Provided records
>> Start

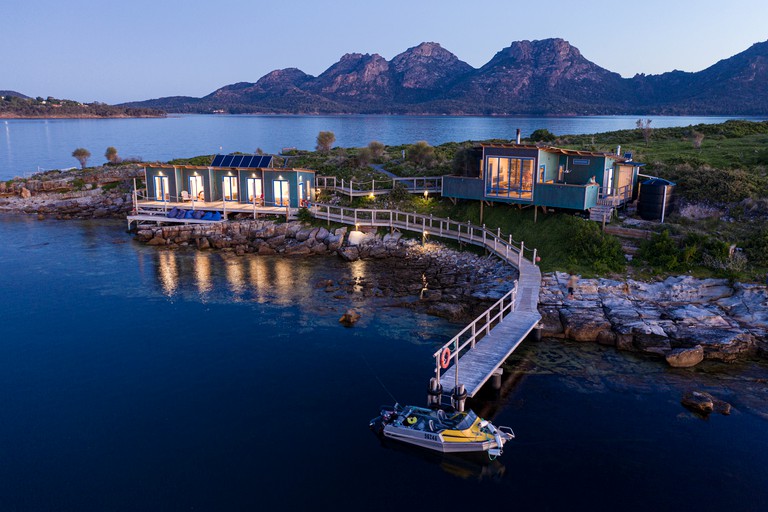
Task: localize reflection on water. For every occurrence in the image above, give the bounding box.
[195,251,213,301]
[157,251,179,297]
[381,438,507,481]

>> End
>> Start

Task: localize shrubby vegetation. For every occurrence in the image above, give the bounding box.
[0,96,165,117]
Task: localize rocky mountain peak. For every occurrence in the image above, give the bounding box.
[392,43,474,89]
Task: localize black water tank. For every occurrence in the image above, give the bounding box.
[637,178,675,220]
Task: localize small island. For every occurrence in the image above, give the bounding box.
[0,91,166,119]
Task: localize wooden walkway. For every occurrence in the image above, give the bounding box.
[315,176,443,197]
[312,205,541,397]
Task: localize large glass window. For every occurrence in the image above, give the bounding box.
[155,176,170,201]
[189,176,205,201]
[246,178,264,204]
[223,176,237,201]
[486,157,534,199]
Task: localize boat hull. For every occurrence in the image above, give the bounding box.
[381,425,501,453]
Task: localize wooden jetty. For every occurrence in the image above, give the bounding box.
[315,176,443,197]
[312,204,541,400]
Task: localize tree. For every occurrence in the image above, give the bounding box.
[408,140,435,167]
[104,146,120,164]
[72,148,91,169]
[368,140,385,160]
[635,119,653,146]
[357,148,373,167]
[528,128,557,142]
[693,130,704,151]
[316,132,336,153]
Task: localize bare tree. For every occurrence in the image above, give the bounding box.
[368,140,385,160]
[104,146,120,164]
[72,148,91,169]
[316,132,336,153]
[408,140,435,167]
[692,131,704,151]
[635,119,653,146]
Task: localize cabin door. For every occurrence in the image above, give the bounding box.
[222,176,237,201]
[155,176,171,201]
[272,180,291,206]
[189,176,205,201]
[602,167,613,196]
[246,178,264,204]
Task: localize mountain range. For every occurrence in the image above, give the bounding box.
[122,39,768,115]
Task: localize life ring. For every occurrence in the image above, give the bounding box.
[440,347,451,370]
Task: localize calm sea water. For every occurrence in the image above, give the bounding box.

>> End

Rewrite the rows from the one containing "Task: localize cabin" down to the one containing "Task: localize calm", replacing "life ring" with "life buoy" and leaving everything else as it is.

The result
Task: localize cabin door. For every occurrence in the image above, give the bounding box.
[222,176,237,201]
[155,176,171,201]
[272,180,291,206]
[189,176,205,201]
[602,167,613,196]
[246,178,264,204]
Task: localize mountain range. For every occurrence in the image above, give the bounding box.
[122,39,768,115]
Task: localize life buoy. For every occurrence in the image above, give the bounding box.
[440,347,451,370]
Task: localize calm sea water. For every occurrence in the image above, give the bounding box.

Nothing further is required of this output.